* START *

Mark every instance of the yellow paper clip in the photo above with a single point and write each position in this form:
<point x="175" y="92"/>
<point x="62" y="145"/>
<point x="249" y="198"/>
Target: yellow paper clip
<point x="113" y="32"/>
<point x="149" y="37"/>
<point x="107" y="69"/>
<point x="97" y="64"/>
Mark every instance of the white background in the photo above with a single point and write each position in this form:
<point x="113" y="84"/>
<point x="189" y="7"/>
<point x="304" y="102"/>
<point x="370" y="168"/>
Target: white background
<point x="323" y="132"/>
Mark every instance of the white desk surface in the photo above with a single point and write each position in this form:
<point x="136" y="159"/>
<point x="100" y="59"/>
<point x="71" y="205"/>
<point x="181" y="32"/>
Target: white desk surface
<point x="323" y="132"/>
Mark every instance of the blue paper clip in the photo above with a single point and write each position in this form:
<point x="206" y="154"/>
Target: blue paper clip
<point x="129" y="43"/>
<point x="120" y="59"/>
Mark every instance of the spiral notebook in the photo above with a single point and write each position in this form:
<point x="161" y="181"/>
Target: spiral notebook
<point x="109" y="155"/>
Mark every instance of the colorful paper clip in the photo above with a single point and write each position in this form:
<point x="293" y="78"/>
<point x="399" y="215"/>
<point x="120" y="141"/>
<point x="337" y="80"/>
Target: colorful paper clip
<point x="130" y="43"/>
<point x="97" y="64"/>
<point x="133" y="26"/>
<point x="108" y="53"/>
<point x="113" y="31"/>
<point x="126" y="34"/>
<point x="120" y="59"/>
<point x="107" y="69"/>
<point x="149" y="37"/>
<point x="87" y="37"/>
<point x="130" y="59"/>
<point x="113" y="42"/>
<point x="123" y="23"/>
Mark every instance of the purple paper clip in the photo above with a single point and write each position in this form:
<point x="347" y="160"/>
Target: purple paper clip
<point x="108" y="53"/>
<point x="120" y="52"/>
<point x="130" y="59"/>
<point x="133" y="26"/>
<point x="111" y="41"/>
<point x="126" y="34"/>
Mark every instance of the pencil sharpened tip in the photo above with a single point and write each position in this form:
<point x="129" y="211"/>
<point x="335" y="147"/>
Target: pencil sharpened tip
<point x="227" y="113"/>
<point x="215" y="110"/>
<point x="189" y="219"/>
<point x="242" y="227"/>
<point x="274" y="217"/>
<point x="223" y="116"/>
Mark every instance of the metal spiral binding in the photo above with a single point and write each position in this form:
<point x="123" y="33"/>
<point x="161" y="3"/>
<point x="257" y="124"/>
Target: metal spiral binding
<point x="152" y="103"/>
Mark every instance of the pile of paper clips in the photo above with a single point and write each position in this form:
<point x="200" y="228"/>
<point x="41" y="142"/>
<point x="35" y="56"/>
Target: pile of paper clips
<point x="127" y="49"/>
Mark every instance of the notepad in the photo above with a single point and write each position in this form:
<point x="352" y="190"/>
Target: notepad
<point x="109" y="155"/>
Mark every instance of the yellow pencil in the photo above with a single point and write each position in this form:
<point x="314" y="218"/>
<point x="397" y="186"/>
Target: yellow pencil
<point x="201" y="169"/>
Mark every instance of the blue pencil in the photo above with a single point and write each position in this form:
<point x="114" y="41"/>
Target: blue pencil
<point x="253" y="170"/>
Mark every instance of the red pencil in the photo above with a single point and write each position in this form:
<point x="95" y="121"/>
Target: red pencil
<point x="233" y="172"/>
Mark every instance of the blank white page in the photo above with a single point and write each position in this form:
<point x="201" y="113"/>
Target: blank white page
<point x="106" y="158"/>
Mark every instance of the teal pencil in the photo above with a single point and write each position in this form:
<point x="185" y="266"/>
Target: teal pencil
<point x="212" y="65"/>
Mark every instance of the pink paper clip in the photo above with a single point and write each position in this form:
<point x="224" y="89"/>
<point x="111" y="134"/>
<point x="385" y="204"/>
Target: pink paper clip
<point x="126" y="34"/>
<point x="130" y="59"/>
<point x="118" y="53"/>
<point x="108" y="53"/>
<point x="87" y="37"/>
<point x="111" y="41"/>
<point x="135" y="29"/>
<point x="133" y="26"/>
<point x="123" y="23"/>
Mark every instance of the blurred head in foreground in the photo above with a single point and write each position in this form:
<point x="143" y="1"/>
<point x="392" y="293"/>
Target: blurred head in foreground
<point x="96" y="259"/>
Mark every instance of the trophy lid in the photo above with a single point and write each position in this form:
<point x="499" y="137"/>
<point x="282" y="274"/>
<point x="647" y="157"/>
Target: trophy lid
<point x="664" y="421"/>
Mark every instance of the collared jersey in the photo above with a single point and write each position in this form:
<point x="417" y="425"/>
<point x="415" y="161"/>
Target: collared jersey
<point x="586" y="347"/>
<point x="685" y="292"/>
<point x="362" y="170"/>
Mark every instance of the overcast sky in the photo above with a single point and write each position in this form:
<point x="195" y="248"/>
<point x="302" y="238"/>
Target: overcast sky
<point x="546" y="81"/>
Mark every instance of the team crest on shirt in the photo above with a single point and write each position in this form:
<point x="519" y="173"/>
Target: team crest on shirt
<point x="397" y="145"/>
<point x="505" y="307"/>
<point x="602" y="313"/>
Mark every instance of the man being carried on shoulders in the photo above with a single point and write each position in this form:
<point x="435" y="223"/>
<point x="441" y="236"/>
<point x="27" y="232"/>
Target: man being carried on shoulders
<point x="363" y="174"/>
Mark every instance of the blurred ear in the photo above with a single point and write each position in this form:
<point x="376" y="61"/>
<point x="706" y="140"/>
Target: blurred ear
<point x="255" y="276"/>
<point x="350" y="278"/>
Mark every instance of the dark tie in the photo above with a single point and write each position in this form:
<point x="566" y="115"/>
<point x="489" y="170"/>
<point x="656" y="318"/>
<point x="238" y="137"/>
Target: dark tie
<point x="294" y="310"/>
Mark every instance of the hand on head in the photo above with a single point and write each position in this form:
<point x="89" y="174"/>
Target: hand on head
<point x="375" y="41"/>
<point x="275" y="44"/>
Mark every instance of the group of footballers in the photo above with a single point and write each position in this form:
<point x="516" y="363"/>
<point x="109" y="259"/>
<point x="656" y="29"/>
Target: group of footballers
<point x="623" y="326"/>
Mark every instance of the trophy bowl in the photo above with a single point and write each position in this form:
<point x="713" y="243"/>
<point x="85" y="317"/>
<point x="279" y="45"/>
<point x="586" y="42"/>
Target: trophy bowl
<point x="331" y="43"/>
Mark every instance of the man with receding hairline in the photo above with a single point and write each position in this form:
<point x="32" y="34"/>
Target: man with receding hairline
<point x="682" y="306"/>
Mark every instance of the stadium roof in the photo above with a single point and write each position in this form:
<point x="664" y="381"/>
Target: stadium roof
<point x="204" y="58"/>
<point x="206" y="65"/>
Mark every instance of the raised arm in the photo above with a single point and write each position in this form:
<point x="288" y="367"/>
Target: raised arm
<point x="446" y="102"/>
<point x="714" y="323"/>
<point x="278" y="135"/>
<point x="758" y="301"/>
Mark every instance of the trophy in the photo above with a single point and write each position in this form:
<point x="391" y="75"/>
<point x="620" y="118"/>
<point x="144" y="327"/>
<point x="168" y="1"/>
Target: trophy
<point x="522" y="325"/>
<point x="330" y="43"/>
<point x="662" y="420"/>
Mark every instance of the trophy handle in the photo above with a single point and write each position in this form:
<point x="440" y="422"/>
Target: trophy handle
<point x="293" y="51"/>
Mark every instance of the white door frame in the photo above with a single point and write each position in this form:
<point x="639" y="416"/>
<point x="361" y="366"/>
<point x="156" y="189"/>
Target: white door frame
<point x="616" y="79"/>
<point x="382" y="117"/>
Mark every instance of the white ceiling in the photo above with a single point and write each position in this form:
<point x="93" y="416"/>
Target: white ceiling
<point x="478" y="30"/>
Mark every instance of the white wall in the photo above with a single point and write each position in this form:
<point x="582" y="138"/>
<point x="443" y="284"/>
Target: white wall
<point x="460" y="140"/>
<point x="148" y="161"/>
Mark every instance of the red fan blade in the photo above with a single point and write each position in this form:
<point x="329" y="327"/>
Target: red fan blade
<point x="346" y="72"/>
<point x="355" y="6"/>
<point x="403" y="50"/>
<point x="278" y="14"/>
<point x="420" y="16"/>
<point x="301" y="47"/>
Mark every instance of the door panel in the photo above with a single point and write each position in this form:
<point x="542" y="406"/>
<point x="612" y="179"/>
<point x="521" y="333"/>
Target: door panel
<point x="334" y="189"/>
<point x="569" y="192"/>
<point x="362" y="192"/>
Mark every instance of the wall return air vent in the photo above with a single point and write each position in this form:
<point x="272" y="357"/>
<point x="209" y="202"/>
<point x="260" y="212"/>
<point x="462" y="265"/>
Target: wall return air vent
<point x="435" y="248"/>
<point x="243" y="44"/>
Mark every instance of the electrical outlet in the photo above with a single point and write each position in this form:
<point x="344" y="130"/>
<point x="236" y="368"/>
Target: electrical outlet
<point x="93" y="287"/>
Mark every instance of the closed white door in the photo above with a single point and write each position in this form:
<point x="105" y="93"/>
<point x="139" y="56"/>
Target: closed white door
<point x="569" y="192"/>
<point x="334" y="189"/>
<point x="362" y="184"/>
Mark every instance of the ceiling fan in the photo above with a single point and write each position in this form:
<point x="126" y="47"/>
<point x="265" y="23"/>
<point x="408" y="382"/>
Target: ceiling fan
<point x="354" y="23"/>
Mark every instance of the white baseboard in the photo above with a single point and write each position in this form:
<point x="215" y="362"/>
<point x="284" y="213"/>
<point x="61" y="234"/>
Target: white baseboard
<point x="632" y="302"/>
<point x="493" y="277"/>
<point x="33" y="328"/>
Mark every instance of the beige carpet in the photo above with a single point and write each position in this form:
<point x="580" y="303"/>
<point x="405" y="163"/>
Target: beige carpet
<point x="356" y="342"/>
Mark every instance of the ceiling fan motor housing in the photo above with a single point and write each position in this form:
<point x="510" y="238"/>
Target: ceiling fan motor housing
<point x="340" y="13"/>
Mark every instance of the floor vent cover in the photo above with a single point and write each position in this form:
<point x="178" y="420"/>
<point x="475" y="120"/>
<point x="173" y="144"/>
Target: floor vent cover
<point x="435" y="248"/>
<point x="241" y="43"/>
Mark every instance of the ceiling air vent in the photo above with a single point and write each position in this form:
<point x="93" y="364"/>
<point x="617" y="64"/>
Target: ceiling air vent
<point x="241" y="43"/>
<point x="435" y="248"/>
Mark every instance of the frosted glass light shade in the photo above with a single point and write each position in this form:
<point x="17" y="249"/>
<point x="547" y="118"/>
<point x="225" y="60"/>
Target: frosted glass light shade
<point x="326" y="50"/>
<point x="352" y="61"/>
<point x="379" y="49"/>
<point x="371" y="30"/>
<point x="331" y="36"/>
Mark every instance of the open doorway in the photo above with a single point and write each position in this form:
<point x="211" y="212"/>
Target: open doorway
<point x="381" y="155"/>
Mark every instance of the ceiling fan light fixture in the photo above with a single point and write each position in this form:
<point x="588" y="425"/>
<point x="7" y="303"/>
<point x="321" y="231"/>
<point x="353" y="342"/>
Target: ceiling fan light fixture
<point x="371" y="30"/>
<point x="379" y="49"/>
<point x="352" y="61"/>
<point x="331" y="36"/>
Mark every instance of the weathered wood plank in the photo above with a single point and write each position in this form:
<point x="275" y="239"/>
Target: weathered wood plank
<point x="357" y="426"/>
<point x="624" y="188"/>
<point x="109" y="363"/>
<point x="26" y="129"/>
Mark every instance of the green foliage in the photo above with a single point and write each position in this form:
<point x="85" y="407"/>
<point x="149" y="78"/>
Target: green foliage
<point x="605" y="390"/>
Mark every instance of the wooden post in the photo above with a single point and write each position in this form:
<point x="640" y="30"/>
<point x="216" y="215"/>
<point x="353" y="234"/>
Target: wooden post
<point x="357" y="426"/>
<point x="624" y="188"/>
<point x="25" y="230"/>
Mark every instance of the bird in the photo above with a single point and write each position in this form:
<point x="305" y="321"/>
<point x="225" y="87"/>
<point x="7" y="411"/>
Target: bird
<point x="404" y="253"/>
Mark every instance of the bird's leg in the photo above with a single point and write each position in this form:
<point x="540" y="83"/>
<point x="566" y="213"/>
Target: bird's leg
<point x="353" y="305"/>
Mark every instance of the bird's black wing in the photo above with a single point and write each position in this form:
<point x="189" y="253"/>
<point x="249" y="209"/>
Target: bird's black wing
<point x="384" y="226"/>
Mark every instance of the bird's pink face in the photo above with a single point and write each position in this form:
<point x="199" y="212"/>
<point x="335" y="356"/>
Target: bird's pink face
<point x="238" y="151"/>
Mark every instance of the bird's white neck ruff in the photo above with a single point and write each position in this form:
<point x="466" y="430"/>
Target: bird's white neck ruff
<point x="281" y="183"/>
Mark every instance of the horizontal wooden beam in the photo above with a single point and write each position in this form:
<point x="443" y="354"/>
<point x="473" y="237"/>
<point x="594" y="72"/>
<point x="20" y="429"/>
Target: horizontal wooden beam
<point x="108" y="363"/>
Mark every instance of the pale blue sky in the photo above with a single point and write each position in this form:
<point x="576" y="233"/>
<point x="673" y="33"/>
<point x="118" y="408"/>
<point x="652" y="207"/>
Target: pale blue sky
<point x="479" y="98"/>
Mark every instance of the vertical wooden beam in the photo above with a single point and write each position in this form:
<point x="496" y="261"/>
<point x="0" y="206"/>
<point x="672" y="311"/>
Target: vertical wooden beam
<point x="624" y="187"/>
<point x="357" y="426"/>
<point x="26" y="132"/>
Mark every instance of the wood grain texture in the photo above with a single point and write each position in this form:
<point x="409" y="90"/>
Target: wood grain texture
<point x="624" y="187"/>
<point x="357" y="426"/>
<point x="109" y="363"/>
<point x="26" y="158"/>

* END *

Task requirements >> Write out only what runs from the line holding "Mark every instance of the bird's black" through the last line of the records, exactly as shown.

Output >>
Mark every instance of the bird's black wing in the photo above with a single point and write each position in this form:
<point x="189" y="253"/>
<point x="249" y="209"/>
Target: bird's black wing
<point x="384" y="226"/>
Mark every instance of the bird's pink face in the photo above with a single point and write each position in this form:
<point x="199" y="212"/>
<point x="335" y="356"/>
Target: bird's pink face
<point x="238" y="151"/>
Mark every instance of the bird's white neck ruff in the photo above with a single point and write each position in this form:
<point x="466" y="430"/>
Target: bird's white neck ruff
<point x="281" y="183"/>
Mark every instance of the horizontal wooden beam in the photo above with a single point and write each position in this form:
<point x="443" y="354"/>
<point x="473" y="237"/>
<point x="594" y="72"/>
<point x="20" y="429"/>
Target: horizontal wooden beam
<point x="108" y="363"/>
Mark every instance of the pale blue sky in the photo above with a single point and write each position in this form:
<point x="576" y="233"/>
<point x="673" y="33"/>
<point x="118" y="408"/>
<point x="652" y="207"/>
Target: pale blue sky
<point x="479" y="98"/>
Mark every instance of the vertical wooden beam in the photo above with a single point and write each position in this form:
<point x="496" y="261"/>
<point x="0" y="206"/>
<point x="672" y="311"/>
Target: vertical wooden beam
<point x="624" y="187"/>
<point x="357" y="426"/>
<point x="26" y="132"/>
Mark every instance of the wood grain texture in the photo above with a single point and write each position in this form:
<point x="409" y="90"/>
Target: wood grain texture
<point x="624" y="187"/>
<point x="357" y="426"/>
<point x="109" y="363"/>
<point x="26" y="158"/>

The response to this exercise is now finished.